= Beginning of Section =

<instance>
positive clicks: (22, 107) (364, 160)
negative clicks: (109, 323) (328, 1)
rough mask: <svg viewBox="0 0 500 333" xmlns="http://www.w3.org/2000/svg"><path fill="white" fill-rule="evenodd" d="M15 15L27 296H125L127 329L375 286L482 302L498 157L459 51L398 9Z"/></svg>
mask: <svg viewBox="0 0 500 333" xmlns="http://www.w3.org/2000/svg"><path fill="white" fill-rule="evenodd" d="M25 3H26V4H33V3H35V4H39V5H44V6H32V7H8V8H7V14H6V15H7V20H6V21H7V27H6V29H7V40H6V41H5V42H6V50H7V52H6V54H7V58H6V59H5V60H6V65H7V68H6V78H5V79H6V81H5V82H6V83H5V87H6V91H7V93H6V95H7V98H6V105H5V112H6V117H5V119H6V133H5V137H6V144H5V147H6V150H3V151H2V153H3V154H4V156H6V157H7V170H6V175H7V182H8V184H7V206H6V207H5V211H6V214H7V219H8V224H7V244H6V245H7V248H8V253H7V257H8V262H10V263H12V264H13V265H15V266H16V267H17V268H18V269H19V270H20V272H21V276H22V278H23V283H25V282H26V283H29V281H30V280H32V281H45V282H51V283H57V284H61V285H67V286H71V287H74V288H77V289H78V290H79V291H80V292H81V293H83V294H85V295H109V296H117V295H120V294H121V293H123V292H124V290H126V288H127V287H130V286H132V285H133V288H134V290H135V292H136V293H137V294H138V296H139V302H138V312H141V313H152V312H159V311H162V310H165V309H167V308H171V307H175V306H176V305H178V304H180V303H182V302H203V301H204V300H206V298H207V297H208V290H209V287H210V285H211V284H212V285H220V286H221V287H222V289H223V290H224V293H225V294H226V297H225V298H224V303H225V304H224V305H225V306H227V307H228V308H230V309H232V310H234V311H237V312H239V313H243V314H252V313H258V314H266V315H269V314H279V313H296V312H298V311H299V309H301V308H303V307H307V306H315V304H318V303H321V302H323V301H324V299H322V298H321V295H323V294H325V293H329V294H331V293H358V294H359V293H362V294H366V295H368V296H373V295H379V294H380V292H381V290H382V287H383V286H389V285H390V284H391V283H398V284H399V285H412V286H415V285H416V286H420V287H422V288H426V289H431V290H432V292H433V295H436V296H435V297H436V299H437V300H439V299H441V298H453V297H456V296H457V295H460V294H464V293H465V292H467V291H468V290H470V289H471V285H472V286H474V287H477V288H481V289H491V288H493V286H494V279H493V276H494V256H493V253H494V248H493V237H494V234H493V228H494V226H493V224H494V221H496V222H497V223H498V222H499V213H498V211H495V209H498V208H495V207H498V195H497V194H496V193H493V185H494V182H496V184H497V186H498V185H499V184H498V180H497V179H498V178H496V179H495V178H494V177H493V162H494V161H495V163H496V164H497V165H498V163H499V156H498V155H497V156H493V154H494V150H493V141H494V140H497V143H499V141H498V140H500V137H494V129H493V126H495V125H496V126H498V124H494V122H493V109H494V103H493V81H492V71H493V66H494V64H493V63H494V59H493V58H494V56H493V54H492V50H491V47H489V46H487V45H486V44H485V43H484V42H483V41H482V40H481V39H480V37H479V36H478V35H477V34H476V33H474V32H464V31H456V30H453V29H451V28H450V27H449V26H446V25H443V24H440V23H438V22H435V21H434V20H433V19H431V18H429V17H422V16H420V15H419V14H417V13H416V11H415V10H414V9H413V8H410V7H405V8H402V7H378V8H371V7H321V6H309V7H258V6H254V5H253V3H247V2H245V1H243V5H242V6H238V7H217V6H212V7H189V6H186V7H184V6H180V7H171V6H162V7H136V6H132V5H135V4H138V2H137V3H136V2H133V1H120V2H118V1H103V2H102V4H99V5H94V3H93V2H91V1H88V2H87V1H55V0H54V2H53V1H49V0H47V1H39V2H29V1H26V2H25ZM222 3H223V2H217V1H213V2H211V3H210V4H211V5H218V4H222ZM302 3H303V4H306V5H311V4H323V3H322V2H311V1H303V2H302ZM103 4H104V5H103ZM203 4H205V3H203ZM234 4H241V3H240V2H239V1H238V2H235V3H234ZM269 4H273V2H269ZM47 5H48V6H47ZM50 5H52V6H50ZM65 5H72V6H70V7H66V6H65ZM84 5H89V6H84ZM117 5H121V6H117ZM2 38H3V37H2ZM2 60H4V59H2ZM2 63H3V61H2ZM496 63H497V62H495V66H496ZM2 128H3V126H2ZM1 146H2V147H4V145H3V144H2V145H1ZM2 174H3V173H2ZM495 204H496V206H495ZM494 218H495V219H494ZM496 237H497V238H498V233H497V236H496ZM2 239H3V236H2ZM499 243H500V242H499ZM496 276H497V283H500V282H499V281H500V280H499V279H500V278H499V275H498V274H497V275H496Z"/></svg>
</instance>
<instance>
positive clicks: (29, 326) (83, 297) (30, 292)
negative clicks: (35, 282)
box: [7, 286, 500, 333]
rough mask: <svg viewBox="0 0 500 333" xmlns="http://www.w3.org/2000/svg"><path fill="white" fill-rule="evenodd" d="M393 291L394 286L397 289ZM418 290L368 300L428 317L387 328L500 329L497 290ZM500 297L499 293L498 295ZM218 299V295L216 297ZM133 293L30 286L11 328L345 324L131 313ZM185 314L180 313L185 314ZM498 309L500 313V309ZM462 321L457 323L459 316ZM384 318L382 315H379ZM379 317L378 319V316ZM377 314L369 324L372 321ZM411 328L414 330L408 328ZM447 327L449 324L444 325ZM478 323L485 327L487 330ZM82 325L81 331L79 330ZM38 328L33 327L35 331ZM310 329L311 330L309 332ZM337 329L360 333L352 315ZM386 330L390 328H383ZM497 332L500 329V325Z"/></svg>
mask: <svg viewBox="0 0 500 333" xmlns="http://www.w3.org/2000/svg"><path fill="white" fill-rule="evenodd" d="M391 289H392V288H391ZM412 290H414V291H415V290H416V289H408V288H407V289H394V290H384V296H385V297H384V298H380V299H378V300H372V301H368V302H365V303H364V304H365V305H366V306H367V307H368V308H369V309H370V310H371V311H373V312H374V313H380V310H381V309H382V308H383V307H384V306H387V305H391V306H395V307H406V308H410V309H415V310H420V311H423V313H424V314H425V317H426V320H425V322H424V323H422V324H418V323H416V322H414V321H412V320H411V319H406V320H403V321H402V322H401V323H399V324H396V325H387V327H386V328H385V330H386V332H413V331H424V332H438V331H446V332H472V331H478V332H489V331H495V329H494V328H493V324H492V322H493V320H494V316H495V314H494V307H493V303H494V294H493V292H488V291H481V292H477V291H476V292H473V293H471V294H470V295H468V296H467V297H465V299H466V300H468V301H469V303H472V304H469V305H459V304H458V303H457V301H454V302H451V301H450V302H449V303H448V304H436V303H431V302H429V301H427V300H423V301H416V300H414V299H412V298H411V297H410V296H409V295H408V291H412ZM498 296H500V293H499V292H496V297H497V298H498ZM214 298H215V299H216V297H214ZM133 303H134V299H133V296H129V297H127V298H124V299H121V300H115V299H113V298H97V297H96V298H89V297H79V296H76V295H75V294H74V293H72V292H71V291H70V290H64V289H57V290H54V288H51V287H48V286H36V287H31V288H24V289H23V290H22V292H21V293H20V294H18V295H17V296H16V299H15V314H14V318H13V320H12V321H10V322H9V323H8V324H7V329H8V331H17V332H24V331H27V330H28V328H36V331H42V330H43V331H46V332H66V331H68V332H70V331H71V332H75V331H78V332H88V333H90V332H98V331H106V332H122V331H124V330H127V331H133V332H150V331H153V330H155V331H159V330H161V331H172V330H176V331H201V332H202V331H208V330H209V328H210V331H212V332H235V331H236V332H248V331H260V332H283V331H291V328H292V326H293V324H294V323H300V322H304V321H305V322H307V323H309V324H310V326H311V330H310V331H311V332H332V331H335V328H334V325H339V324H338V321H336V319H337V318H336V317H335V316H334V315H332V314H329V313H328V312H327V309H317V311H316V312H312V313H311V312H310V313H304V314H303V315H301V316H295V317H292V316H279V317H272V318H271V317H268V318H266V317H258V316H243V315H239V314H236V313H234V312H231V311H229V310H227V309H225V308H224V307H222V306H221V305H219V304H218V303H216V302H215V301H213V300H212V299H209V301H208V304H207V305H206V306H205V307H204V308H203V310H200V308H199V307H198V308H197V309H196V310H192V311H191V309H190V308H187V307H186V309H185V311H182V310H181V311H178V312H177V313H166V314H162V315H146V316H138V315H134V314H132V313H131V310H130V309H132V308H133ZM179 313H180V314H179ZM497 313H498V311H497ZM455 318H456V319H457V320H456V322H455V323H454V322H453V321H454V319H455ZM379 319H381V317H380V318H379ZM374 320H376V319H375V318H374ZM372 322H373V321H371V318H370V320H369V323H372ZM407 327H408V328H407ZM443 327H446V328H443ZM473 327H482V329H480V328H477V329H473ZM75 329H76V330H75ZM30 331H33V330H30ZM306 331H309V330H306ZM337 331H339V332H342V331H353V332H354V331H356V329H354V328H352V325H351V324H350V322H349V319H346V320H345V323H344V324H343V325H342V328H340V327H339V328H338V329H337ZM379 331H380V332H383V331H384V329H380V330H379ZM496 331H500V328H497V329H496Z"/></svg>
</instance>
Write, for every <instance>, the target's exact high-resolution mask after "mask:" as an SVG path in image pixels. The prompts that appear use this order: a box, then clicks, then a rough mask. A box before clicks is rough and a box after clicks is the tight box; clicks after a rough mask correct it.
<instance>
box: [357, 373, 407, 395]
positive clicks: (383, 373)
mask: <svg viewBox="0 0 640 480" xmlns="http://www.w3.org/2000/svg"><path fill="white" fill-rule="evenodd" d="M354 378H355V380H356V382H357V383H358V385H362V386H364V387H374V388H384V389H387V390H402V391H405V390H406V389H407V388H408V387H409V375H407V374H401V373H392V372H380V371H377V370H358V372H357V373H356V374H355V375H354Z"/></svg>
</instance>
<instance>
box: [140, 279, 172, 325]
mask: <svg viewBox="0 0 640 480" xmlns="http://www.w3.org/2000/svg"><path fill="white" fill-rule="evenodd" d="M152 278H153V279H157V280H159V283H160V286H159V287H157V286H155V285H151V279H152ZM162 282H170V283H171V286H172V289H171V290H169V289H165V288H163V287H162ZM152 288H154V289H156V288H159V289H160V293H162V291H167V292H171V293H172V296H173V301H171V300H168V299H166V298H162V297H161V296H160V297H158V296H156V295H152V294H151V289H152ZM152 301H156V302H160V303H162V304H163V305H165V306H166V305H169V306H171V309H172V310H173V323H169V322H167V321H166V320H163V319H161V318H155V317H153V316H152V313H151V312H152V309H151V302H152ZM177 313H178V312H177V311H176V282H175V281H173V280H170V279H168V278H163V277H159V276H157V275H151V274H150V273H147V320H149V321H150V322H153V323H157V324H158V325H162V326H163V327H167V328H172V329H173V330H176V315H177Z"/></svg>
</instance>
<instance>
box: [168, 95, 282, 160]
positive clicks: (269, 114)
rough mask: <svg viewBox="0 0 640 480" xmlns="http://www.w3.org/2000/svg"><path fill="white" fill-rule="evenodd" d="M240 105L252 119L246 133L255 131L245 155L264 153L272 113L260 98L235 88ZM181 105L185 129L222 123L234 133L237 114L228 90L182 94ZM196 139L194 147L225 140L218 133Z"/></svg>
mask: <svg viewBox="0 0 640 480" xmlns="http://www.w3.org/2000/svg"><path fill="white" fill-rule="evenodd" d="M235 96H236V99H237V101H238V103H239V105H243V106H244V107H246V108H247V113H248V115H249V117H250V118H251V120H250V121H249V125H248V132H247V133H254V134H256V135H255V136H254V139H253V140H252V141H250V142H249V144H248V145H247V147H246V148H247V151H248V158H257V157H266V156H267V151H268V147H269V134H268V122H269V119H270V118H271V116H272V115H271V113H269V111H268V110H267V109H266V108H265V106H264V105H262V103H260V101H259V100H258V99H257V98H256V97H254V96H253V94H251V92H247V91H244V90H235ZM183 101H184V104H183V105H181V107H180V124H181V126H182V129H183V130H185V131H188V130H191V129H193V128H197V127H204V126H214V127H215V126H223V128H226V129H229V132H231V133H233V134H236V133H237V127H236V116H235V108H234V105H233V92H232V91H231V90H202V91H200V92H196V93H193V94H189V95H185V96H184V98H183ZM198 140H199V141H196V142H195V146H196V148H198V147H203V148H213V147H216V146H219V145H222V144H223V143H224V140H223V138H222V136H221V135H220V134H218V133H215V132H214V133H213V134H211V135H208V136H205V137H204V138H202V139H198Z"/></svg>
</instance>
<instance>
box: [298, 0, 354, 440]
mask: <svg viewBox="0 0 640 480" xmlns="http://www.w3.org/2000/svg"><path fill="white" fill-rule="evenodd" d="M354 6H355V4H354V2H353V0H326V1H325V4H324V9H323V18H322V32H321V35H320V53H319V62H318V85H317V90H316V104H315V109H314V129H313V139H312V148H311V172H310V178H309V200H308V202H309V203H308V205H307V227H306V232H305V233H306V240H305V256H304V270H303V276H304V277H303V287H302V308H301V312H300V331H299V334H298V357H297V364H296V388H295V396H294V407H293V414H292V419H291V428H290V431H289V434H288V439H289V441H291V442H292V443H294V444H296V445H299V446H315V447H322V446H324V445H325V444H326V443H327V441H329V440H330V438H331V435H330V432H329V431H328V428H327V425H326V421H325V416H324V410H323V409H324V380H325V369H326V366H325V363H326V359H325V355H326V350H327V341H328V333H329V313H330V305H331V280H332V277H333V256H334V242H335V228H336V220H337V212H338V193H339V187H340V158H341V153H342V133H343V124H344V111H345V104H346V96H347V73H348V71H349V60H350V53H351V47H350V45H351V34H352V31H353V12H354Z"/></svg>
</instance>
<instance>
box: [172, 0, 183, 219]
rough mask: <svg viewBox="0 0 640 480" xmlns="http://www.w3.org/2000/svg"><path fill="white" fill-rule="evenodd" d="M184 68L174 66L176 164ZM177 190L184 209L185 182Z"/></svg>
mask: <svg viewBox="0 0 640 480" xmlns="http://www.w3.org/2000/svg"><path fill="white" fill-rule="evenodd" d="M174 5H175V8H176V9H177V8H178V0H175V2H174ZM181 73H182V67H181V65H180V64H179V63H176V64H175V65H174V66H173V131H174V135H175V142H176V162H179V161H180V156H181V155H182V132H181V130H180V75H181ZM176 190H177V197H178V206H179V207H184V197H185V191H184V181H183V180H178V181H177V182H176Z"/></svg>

= End of Section =

_Instructions for the task_. Looking at the entries above, can you reproduce exactly the lines from the one that holds "Write, for every" through the one that holds "box: [357, 373, 407, 395]", and only those?

_Task answer_.
Write, for every <instance>, the target's exact high-resolution mask after "mask:" as an SVG path in image pixels. The prompts that appear use this order: a box, then clicks, then a rough mask. A box before clicks is rough and a box after clicks is the tight box; clicks after a rough mask correct it.
<instance>
box: [357, 373, 407, 395]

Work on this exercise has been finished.